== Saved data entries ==
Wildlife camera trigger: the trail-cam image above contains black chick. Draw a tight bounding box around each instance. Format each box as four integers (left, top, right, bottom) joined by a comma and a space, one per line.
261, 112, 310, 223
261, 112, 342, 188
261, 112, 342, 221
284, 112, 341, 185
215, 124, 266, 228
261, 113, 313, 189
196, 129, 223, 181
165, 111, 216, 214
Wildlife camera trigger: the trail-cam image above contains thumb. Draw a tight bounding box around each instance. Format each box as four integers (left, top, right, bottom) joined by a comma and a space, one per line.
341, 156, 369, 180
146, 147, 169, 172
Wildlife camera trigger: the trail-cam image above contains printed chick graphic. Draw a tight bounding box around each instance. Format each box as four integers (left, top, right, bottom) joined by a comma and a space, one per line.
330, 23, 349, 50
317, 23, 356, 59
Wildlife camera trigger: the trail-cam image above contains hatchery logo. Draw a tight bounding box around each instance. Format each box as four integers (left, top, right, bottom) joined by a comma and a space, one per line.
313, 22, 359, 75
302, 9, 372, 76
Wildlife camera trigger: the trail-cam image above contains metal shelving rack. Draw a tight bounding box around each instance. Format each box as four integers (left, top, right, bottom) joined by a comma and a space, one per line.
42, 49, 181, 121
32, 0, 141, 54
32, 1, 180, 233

== WORK TO COMPLETE ==
Print every entry exactly.

== EXERCISE RESPONSE ==
Wildlife camera trigger: the trail-cam image above contains black chick. Draw a tight bounding box around each instance. Format each box as four integers (left, top, right, bottom) joined by a comma and a space, one per line.
261, 112, 310, 223
261, 112, 342, 188
261, 112, 342, 221
284, 112, 341, 185
215, 124, 266, 228
261, 113, 313, 189
196, 129, 223, 181
165, 111, 216, 214
Wildlife camera trigger: the trail-cam image above contains thumb. Draw a tight bounding box around each instance. Format each box as four integers (left, top, right, bottom) joined by a comma and a space, one per line.
341, 156, 369, 180
146, 147, 169, 172
Wildlife camera trigger: the trail-cam image above contains printed chick graphic. Draw a tight bounding box around each instance. Format each box as four integers (left, top, right, bottom) joined by a comma and a space, one per line.
330, 23, 349, 50
317, 23, 356, 59
Wildlife camera trigger: the trail-cam image above contains hatchery logo. Draw a tight bounding box around each instance. Format each box as four integers (left, top, right, bottom) joined by a comma and a space, one per line.
313, 22, 359, 75
302, 9, 372, 76
Wildlife camera trigger: the trail-cam image above contains metal shelving rack. Draw a tight bounding box around each instance. Format each box as four integers (left, top, right, bottom) joined by a comma and a space, one per line.
42, 49, 181, 121
32, 0, 141, 54
32, 1, 180, 233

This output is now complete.